(Object pointing dataset rows)
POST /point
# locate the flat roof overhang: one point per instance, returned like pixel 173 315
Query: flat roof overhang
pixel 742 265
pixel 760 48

- **BRIEF**
Copy every line of the records above without any changes.

- **EXERCISE RESPONSE**
POST /point
# locate the flat roof overhang: one point per instance, returned like pixel 173 315
Query: flat roof overhang
pixel 742 265
pixel 760 48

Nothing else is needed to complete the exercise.